++++ Passage given

From now on life may be always dark, full of suffering, with brief moments of happiness. Living somewhere between a dream world and reality, on the knife-edge between the two. I’ve lived all these lost years. No one to blame for that. Not me, not anyone else…There’s a new life ahead of me, and a new era for Vietnam. I have to survive. But my soul is still in turmoil.
Thrust into the world amidst the sounds of bombs exploding, Ninh was born in 1952, on the day the French attacked his village in the Nghe An province, west of the gulf of Tonkin. After the defeat of the French army and their subsequent withdrawal from North Vietnam in 1954, his family moved to Hanoi. His father—who was a lifelong communist and a party member—was the director of the Vietnam’s Linguistics Institute. Ninh considers his father an influence, and he came of age in a house that resembled “a jungle of books,” Nguyen Quang Thieu, a poet and vice president of the writers’ association, told me.
“It was mostly children’s books that I read while growing up.” Ninh said. “It was the time of the Cold War and there were not many translations of foreign literature available. Mostly I read the Russians. Some from China. Jack London. I enjoyed reading Erich Maria Remarque. Nguyen Tuan was my favourite writer.”
I asked Ninh whether he had had any literary ambitions at the time. “I’d have become a different person. Not a writer. I was seventeen. Who would have thought I will become a writer one day?” he replied. “War is the opposite of literature, of writing.” He paused and fidgeted with the cigarette pack. “It’s hard to determine how you become someone in your life… Had I not gone to the war, I wouldn’t have much to say, much to write about.”
In 1975, after spending years on the war-ravaged Ho Chi Minh trail, and being witness to some of the most intense and brutal fighting, Ninh ended up with the NVA regiment that had earlier bombed and captured the Tan Son Nhut airport in Saigon. He returned to Hanoi in 1981 and began writing after a few years. For a brief time he worked odd jobs in the city’s old quarter, sometimes selling bicycles, Phan Thanh Hao, a poet and one of his translators into English, told me.

++++++++
++++ Given entries

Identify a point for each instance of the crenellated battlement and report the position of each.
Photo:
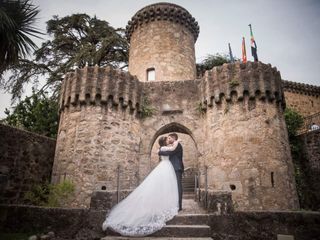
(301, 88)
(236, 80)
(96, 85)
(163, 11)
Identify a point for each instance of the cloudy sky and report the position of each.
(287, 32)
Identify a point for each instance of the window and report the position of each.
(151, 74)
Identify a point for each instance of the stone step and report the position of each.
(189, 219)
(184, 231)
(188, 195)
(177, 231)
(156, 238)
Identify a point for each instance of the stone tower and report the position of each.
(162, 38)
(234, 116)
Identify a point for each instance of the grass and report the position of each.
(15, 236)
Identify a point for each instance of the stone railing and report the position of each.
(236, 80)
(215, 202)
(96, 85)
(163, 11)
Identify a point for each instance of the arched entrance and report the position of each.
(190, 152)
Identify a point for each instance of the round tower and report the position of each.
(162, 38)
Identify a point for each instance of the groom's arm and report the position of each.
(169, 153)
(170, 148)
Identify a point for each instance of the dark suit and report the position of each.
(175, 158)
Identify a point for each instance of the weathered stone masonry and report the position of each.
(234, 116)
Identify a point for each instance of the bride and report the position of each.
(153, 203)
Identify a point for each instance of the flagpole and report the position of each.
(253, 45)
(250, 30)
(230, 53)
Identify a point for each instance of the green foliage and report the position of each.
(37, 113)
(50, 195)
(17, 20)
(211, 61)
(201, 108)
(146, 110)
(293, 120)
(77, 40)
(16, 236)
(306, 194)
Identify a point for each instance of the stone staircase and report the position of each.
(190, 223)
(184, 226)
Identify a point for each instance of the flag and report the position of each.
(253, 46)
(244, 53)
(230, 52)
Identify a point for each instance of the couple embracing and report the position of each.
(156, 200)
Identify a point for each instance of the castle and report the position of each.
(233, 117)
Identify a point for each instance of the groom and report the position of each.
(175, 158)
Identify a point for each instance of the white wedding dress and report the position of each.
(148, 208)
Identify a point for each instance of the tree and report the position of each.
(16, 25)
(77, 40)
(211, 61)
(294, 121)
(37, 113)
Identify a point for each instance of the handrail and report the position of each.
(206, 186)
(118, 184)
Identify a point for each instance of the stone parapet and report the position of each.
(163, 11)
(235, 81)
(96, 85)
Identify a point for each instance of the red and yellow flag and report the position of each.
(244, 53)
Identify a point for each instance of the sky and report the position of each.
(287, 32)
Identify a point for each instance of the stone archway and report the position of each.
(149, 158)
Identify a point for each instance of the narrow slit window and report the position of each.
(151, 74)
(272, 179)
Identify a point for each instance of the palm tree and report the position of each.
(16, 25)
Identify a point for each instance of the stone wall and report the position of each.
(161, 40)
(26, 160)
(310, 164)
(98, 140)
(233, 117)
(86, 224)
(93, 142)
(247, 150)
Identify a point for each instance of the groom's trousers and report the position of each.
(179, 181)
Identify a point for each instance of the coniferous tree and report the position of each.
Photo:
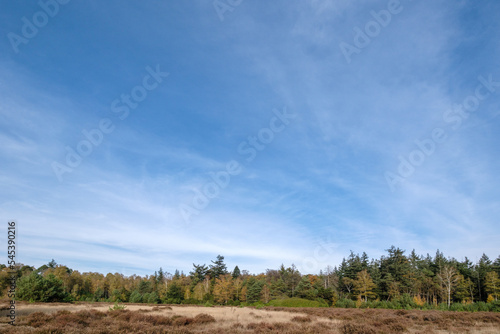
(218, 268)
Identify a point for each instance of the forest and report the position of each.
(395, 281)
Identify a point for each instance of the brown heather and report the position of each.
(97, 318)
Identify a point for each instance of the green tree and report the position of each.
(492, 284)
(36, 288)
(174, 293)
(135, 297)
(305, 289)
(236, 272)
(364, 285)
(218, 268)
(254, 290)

++++++++
++++ Given entries

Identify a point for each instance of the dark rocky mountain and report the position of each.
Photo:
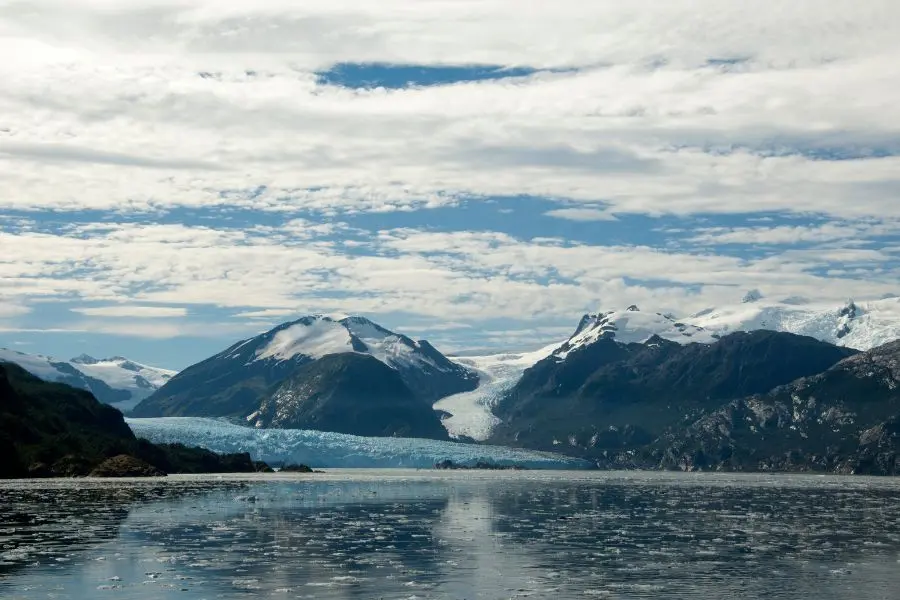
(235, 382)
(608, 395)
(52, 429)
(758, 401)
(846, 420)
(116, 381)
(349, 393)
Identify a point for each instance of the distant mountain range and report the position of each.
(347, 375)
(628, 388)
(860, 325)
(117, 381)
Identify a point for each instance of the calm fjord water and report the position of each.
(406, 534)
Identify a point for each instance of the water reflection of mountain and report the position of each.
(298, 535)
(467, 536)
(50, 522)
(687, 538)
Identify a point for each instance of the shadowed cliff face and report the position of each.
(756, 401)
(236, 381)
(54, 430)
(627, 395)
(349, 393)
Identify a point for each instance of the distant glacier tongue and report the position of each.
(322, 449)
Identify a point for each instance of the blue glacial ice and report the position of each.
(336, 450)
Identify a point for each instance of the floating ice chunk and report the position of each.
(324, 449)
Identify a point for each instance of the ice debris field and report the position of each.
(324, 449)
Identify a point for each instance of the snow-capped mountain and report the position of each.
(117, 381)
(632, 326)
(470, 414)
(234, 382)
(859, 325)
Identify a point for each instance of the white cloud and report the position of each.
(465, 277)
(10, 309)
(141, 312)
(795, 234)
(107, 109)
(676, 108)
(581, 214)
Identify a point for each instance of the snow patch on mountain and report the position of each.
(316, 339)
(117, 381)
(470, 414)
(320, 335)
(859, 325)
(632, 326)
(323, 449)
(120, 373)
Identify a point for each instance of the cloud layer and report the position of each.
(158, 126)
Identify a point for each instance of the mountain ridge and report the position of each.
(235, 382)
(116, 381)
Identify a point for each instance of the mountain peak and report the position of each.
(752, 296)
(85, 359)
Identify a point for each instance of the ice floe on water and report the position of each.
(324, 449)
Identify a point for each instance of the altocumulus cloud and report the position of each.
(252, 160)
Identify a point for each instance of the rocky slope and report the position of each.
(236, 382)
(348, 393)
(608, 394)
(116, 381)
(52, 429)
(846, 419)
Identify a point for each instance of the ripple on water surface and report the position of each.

++++++++

- [Exercise instructions]
(A) Repeat the passage about Ninh word for word, from "From now on" to "still in turmoil.".
(B) In the passage about Ninh, which writer does he name as his favorite?
The records above come from a separate source.

- [Written answers]
(A)
From now on life may be always dark, full of suffering, with brief moments of happiness. Living somewhere between a dream world and reality, on the knife-edge between the two. I’ve lived all these lost years. No one to blame for that. Not me, not anyone else…There’s a new life ahead of me, and a new era for Vietnam. I have to survive. But my soul is still in turmoil.

(B) Nguyen Tuan.